= Requirement =
Will you write out the data exactly, excluding every picture?

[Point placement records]
====
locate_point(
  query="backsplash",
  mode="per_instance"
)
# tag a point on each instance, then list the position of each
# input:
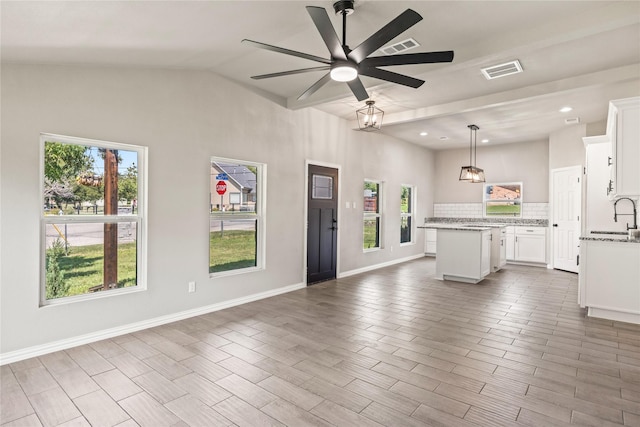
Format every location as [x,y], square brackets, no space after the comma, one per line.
[474,210]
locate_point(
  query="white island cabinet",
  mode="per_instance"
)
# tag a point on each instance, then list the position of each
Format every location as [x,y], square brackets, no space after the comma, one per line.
[463,254]
[609,279]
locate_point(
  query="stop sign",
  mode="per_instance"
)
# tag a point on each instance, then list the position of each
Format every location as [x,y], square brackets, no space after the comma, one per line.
[221,187]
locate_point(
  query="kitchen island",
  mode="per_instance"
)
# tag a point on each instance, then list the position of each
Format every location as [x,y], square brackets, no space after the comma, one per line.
[463,252]
[609,278]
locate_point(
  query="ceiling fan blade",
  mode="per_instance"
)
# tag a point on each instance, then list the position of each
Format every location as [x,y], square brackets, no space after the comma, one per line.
[317,85]
[358,89]
[287,51]
[288,73]
[325,28]
[400,24]
[392,77]
[409,58]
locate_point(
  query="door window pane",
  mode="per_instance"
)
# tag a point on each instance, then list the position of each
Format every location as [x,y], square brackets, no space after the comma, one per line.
[322,187]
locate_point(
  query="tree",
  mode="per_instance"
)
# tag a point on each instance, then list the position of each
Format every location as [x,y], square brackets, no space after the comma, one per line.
[62,164]
[65,161]
[56,286]
[128,184]
[59,191]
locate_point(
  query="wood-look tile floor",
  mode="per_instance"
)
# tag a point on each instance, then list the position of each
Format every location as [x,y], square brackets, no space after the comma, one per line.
[393,347]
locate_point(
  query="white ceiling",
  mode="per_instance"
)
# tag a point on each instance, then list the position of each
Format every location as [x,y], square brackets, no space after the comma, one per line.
[574,53]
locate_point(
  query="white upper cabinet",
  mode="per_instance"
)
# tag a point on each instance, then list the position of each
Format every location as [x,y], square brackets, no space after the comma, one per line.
[623,130]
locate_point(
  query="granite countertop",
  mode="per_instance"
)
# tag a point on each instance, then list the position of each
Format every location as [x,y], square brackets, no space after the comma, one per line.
[485,222]
[463,227]
[610,239]
[609,236]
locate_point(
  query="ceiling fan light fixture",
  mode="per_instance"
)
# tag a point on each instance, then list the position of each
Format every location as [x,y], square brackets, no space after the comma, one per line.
[343,72]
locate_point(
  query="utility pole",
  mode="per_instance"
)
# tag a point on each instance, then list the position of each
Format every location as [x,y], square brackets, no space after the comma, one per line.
[110,266]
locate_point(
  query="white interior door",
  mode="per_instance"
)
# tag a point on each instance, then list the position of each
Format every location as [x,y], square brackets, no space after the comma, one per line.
[567,198]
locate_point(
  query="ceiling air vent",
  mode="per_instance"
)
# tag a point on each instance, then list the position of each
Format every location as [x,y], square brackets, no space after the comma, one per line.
[402,46]
[502,70]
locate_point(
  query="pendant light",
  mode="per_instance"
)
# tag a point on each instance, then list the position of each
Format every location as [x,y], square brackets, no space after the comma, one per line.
[472,173]
[370,117]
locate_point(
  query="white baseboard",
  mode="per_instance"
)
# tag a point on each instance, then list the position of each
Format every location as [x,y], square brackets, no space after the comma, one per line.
[39,350]
[376,266]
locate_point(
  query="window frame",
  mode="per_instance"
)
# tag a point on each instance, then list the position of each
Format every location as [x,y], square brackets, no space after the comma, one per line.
[140,218]
[410,214]
[485,199]
[374,215]
[259,216]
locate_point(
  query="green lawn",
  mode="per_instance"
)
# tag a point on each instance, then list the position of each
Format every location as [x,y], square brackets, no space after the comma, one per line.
[231,250]
[370,232]
[83,267]
[510,210]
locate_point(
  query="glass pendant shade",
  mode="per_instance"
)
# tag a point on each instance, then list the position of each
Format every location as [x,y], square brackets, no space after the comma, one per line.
[472,173]
[370,117]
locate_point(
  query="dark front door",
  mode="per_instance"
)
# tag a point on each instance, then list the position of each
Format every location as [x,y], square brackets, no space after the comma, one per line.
[322,224]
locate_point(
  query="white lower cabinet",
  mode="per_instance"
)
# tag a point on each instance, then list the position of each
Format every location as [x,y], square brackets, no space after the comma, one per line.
[609,280]
[430,241]
[463,255]
[498,248]
[511,241]
[526,244]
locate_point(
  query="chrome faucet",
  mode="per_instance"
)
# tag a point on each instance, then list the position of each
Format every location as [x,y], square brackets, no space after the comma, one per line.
[616,214]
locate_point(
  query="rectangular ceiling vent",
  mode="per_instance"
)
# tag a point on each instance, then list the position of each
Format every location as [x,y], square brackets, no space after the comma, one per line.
[502,70]
[400,47]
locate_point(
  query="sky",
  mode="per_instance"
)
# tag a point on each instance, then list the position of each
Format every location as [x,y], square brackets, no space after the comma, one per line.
[128,158]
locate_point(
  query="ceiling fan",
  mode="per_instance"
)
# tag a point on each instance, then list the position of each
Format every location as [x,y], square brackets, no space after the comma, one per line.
[345,64]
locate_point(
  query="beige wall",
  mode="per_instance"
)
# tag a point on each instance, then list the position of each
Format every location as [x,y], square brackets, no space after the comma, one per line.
[184,118]
[527,162]
[566,147]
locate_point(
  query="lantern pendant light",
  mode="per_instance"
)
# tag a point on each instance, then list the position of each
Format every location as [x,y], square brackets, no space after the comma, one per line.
[370,117]
[472,173]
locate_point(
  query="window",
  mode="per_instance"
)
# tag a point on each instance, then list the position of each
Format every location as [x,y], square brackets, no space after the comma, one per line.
[406,213]
[93,220]
[236,226]
[502,200]
[372,215]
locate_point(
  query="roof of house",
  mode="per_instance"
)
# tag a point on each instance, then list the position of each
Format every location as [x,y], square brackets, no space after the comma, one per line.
[240,174]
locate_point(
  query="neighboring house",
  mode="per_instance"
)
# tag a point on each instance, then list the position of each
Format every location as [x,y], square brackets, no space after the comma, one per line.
[240,194]
[504,192]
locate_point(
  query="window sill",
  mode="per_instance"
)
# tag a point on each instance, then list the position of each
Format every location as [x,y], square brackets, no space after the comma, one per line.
[371,250]
[235,272]
[92,296]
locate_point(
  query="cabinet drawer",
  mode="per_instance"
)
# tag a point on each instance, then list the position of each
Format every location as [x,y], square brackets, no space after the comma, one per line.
[531,231]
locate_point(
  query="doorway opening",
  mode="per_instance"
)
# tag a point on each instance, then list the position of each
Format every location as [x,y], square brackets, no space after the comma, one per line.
[322,223]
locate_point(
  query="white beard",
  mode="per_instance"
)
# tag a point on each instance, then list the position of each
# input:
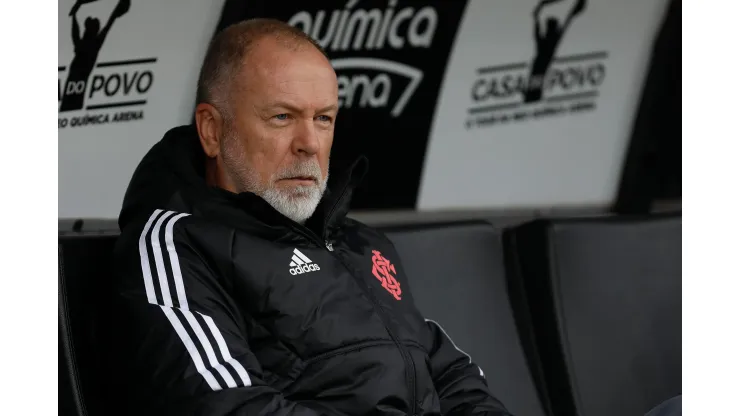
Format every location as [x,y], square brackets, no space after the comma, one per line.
[297,203]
====
= Solution to this problem =
locate_point(
  query="backsplash",
  mode="per_instance"
)
# tag a point on each instance, then list the position of each
# input:
Format every location as [x,y], square brackets, no space after the comma, one per line.
[474,210]
locate_point(
  query="white island cabinet",
  mode="per_instance"
)
# tag a point on each instance, then list the position of each
Format every location as [x,y], square brackets, no space after the comma, one per line.
[463,254]
[609,279]
locate_point(
  query="stop sign",
  mode="per_instance"
)
# tag a point on each instance, then list the position of each
Format every location as [x,y], square brackets, no space after the comma, one per line.
[221,187]
locate_point(
  query="kitchen island",
  mode="per_instance"
)
# tag a point on each instance, then list the position of each
Format every location as [x,y], square brackets, no space after the comma, one per line.
[463,252]
[609,278]
locate_point(
  query="ceiling fan blade",
  mode="per_instance"
)
# tag a point on each instance, then list the position of each
Format every location as [x,y], square brackets, no space after the comma, one per line.
[317,85]
[358,89]
[287,51]
[288,73]
[325,28]
[400,24]
[392,77]
[409,58]
locate_point(
  query="door window pane",
  mode="per_instance"
)
# tag a point on each instance, then list the position of each
Format every location as [x,y], square brackets, no space after the comma, one per line.
[322,187]
locate_point(
  query="tree",
  mode="per_instance"
)
# tag a point on each instance, then list the position of each
Format every location as [x,y], square brackets, no space after the comma, one per line.
[62,164]
[65,161]
[56,286]
[128,184]
[59,191]
locate_point(
  query="wood-look tile floor",
  mode="per_instance"
)
# tag a point on each instance, then list the position of each
Format every location as [x,y], square brackets, no space after the comma, one per line.
[393,347]
locate_point(
  query="white ceiling",
  mode="per_instance"
)
# tag a point on each instance, then list the position of each
Format every location as [x,y], square brackets, no space after the comma, one per line.
[574,53]
locate_point(
  query="white upper cabinet",
  mode="per_instance"
)
# tag a point on each instance, then list the position of each
Format every location as [x,y], square brackets, no space after the comma, one per line.
[623,130]
locate_point(
  query="granite countertop",
  mode="per_instance"
)
# tag a point on each instance, then list the position of each
Format every location as [x,y], square brackets, no space after the comma, one per line.
[485,222]
[463,227]
[610,239]
[609,236]
locate_point(
  query="ceiling fan light fixture",
  mode="per_instance"
)
# tag a point on each instance, then list the position of each
Format every location as [x,y], square brackets, no space after the comma, one per line.
[343,72]
locate_point(
  query="utility pole",
  mode="per_instance"
)
# tag a point on each instance, then list the position of each
Format every location as [x,y], square brackets, no space after the comma, one per line.
[110,266]
locate_point(
  query="white interior door",
  mode="per_instance"
)
# tag a point on each instance, then list the position of each
Format every location as [x,y], square brackets, no space after the comma, one per line.
[567,198]
locate_point(
  query="ceiling air vent",
  mode="per_instance"
)
# tag a point on each instance, then list the position of each
Format every location as [x,y], square brackets, no space after the comma, one per line.
[402,46]
[502,70]
locate_point(
  query="pendant light",
  mode="per_instance"
)
# tag a point on each instance, then list the position of each
Format every location as [x,y], square brackets, no space after the comma, one per line.
[472,173]
[370,117]
locate_point(
  query="white baseboard",
  mode="per_instance"
)
# tag a point on each instance, then list the position of each
Format every location as [x,y], square brackets, no space after the comma, one per line.
[39,350]
[376,266]
locate_point(
  query="window frame",
  mode="per_instance"
)
# tag a point on each instance, then list the position of each
Format every location as [x,y], square brackets, no space after the comma, one per line.
[140,218]
[410,214]
[485,199]
[374,215]
[259,216]
locate_point(
  query="green lawn",
  mode="per_instance"
)
# tag a point on each instance, then list the position of each
Format every location as [x,y], square brackets, no space after the comma, one per line.
[231,250]
[370,232]
[83,267]
[510,210]
locate_point(
  query="glass pendant shade",
  mode="per_instance"
)
# tag a point on each instance, then list the position of each
Format every location as [x,y], square brackets, no space after the comma, one per line.
[472,173]
[370,117]
locate_point(
  query="dark front door",
  mode="per_instance"
)
# tag a point on each instance, then list the position of each
Format every location as [x,y], square brackets, no space after the comma, one per line.
[322,224]
locate_point(
  query="white lower cabinet",
  mode="per_instance"
)
# tag a point on each instance, then list the position of each
Format every location as [x,y], square brackets, no space after the comma, one per line.
[609,280]
[430,241]
[463,255]
[498,248]
[511,241]
[526,244]
locate_point(
  query="chrome faucet",
  mode="per_instance"
)
# tag a point on each instance, then list the position of each
Format every location as [x,y], square brackets, no space after the comma, one per line.
[616,214]
locate_point(
  query="rectangular ceiling vent",
  mode="per_instance"
)
# tag a point on each instance, then list the position of each
Format every location as [x,y], square brackets, no space after the comma, one per line.
[502,70]
[400,47]
locate_point(
  query="sky",
  mode="per_instance"
)
# tag a point on each instance, then list the position of each
Format every location as [x,y], square brackets, no space after the comma, one per line.
[128,158]
locate_point(
  query="ceiling fan",
  mode="per_instance"
)
# tag a point on each instance, then list the position of each
Format every location as [x,y], square brackets, no space after the comma, one per line.
[345,64]
locate_point(
  query="beige wall",
  mode="per_instance"
)
# tag a point on each instance, then list the position of each
Format every location as [x,y], square brackets, no space after the comma, one per line.
[184,118]
[527,162]
[566,147]
locate_point(
  query="lantern pendant light",
  mode="per_instance"
)
# tag a point on each instance, then list the position of each
Format every location as [x,y], square brackets, no space after the comma, one per line.
[370,117]
[472,173]
locate_point(
  query="window",
  mode="per_instance"
)
# tag a point on each instance, then list the position of each
Format every location as [x,y], square brackets, no space after the comma, one per line.
[406,213]
[93,220]
[236,226]
[502,200]
[372,215]
locate_point(
  query="roof of house",
  mode="per_instance"
)
# tag a point on each instance, then list the position of each
Format every location as [x,y], square brackets, no space after the comma, one per line.
[240,174]
locate_point(
  query="neighboring house",
  mode="per_instance"
)
# tag a point on each instance, then list the position of each
Format every location as [x,y], square brackets, no space after the comma, one per line.
[240,194]
[504,192]
locate_point(
  query="window sill",
  mode="per_instance"
)
# tag a point on each instance, then list the position of each
Format every location as [x,y], square brackets, no space after the comma, one per line.
[371,250]
[235,272]
[92,296]
locate_point(
  query="cabinet drawer",
  mode="per_instance"
)
# tag a point on each instance, then list the position of each
Format every location as [x,y], square brackets, no space after the comma, one per line.
[531,231]
locate_point(
  query="doorway opening",
  mode="per_instance"
)
# tag a point on each instance, then list the position of each
Format every location as [x,y], square brackets, no space after the comma, one per line.
[322,223]
locate_point(
  query="white beard",
  mode="per_instance"
)
# tag a point on each instance, then list the position of each
# input:
Format every location as [x,y], square brackets, no space after the comma, one per line.
[297,203]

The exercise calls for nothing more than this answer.